# Start of EXTRACTED ENTRIES

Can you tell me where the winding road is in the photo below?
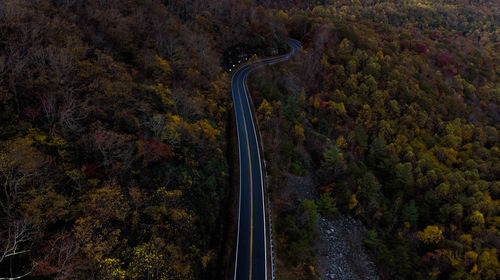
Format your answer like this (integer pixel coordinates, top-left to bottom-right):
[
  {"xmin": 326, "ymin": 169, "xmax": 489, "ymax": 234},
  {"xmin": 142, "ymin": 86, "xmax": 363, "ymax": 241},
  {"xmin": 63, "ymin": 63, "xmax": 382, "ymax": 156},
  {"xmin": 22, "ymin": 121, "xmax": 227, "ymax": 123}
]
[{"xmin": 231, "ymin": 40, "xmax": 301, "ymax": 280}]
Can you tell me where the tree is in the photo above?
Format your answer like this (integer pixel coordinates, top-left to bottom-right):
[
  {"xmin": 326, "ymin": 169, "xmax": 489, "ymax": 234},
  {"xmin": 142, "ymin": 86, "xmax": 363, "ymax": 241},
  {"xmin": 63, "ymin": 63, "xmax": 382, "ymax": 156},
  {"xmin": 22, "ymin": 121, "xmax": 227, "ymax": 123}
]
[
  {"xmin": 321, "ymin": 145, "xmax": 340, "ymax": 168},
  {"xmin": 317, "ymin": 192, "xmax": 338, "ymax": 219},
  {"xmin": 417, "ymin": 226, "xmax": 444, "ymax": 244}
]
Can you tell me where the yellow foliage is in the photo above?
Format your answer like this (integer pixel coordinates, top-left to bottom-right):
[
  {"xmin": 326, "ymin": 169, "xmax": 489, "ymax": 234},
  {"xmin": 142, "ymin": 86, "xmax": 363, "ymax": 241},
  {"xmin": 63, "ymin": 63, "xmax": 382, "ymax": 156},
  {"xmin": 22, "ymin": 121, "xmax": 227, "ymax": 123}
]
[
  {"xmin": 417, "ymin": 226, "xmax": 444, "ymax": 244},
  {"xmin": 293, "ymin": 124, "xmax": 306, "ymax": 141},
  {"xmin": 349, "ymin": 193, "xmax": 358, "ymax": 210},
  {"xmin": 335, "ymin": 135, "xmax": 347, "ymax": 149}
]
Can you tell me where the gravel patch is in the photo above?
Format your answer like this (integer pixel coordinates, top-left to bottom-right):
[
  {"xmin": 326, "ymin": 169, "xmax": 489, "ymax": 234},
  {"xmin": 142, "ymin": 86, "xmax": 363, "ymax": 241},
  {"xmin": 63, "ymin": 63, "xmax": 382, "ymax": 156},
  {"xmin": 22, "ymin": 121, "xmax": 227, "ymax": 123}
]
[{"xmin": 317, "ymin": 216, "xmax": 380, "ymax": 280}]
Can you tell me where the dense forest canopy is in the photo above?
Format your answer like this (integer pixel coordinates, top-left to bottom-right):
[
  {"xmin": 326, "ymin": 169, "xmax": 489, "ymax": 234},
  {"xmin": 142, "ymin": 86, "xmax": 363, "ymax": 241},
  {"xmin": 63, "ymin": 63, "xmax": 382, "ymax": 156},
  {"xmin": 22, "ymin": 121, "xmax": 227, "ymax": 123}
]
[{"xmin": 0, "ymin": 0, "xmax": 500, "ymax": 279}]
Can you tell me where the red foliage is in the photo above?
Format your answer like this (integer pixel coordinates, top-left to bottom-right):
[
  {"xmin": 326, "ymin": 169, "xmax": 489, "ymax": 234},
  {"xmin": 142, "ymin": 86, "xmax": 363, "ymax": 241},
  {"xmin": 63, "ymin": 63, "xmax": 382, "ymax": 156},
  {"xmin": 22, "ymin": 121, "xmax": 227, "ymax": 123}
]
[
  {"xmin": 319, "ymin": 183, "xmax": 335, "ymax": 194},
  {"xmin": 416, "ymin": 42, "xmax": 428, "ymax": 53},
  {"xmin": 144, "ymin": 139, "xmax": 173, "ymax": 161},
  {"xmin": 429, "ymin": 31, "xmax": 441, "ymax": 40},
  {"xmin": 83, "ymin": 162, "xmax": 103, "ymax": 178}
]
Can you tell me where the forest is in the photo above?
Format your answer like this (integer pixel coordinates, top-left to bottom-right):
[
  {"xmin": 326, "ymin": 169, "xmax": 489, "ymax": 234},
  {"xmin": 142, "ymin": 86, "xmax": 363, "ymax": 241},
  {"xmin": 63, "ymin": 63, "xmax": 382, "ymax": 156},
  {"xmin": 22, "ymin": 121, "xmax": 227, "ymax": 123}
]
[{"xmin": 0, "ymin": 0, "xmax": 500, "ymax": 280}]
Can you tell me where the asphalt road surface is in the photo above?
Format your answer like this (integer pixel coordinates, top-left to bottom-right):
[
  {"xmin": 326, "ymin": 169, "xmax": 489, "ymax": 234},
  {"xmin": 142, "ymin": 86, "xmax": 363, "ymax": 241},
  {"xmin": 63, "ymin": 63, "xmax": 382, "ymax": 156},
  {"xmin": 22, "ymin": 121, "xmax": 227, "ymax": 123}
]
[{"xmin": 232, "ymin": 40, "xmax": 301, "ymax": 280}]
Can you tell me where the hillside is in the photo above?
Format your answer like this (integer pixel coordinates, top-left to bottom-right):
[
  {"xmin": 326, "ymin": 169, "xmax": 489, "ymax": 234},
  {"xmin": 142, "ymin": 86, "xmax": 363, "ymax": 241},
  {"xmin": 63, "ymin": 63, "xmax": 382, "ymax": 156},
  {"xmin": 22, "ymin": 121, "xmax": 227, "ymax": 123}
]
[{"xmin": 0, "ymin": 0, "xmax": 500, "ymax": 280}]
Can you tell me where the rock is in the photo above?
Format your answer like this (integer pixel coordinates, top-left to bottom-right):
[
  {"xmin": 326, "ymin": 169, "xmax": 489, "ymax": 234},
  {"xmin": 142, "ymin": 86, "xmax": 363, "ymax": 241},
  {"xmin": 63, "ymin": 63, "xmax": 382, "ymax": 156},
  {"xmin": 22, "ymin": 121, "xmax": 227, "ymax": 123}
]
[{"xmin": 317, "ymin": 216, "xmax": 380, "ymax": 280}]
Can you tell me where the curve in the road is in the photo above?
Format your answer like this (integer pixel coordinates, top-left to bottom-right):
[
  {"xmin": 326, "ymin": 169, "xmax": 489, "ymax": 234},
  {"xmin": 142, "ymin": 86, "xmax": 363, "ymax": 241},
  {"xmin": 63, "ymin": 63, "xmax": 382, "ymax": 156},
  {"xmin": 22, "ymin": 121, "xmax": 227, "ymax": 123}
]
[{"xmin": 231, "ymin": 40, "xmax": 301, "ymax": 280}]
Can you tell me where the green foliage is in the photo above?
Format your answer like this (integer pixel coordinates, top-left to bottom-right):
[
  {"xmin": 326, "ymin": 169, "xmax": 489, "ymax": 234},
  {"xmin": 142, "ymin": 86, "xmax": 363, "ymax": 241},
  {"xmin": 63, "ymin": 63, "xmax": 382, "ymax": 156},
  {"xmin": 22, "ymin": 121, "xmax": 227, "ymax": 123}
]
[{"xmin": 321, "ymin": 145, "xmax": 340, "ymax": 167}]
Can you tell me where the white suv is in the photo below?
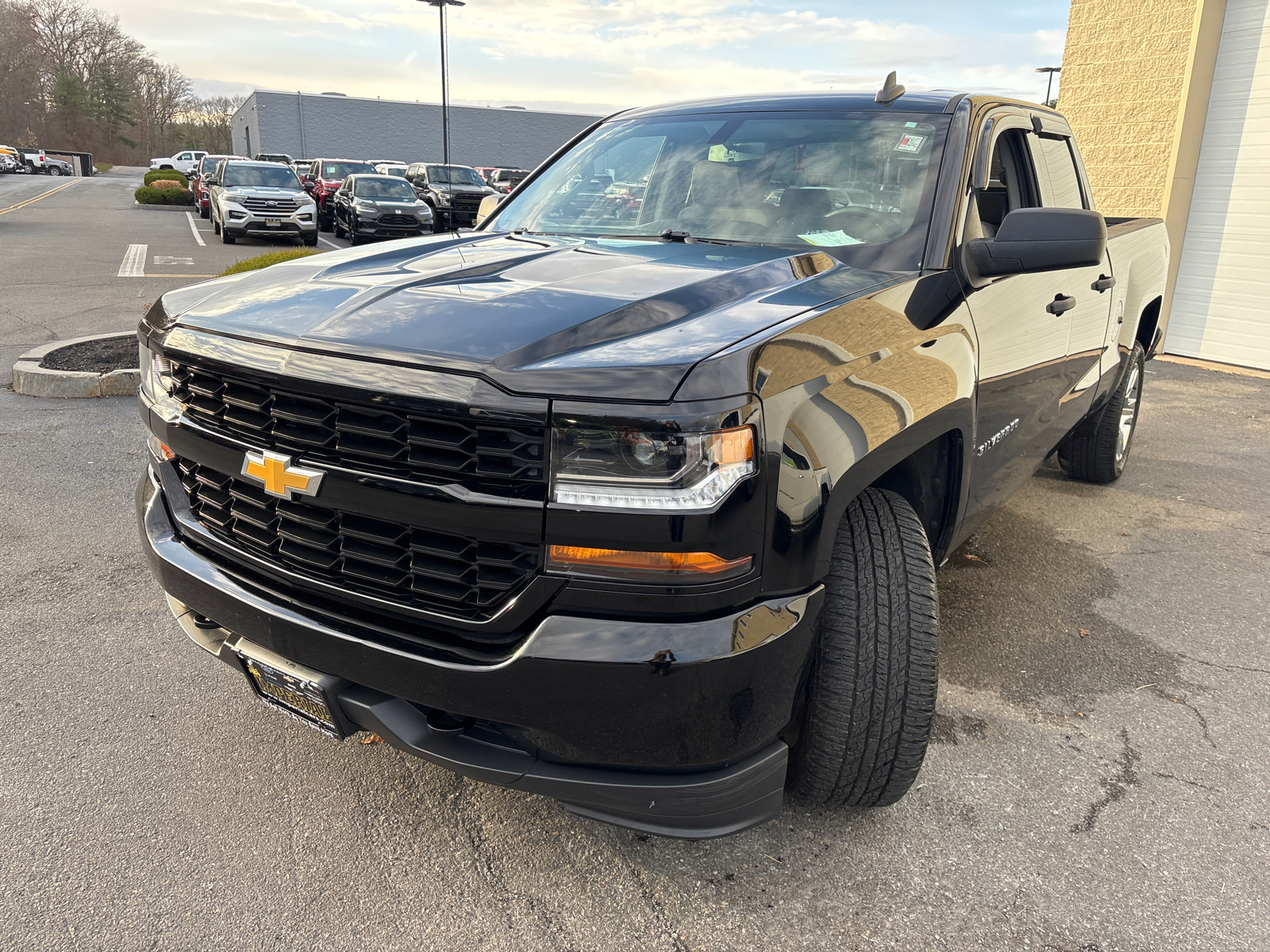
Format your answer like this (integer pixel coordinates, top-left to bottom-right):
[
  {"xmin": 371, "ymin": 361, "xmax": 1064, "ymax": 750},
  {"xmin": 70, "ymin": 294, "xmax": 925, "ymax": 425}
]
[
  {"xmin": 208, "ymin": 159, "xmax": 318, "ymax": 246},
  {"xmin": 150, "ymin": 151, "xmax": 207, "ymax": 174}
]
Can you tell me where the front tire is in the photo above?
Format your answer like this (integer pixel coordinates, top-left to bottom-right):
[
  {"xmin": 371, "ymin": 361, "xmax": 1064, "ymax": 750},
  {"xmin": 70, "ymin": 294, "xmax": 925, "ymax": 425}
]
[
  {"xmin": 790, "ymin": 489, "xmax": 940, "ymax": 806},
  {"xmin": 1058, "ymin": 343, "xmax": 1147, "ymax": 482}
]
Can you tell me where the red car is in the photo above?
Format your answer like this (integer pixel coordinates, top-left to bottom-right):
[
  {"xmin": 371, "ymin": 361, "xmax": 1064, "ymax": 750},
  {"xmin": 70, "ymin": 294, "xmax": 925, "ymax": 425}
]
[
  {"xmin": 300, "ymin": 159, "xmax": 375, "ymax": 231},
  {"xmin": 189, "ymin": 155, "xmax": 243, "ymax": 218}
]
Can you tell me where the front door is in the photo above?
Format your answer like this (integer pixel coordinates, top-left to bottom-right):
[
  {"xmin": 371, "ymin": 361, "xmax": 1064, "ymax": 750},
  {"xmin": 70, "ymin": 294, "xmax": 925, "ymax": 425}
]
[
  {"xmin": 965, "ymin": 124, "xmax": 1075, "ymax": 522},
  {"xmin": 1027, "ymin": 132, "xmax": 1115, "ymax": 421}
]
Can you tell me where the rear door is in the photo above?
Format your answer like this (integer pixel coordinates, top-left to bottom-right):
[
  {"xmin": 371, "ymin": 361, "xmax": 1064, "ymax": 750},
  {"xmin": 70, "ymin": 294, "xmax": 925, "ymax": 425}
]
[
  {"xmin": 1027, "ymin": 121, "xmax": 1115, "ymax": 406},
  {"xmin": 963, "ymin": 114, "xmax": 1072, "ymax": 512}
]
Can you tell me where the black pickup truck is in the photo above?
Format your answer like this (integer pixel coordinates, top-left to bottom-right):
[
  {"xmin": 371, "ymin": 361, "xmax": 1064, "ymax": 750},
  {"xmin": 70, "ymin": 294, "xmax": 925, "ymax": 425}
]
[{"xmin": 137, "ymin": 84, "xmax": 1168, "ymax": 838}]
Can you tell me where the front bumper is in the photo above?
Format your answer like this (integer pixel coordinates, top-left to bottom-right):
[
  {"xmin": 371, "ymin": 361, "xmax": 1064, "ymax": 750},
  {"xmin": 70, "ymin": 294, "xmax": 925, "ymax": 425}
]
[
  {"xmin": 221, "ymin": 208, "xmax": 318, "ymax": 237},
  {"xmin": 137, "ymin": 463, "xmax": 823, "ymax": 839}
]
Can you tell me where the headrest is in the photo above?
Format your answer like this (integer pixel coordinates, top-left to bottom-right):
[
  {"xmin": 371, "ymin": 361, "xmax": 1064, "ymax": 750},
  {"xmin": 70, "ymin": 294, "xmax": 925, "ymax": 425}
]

# End of EXTRACTED ENTRIES

> [WHAT YOU ARE ASKED TO DO]:
Which lines of the items above contain the word "front"? Select and copy each such line.

> [EXERCISE ANSWER]:
Can you tell me where the front tire is in the photo above?
Can you tell me where the front door is in the photo above?
Can you tell me where the front bumper is in the photo above?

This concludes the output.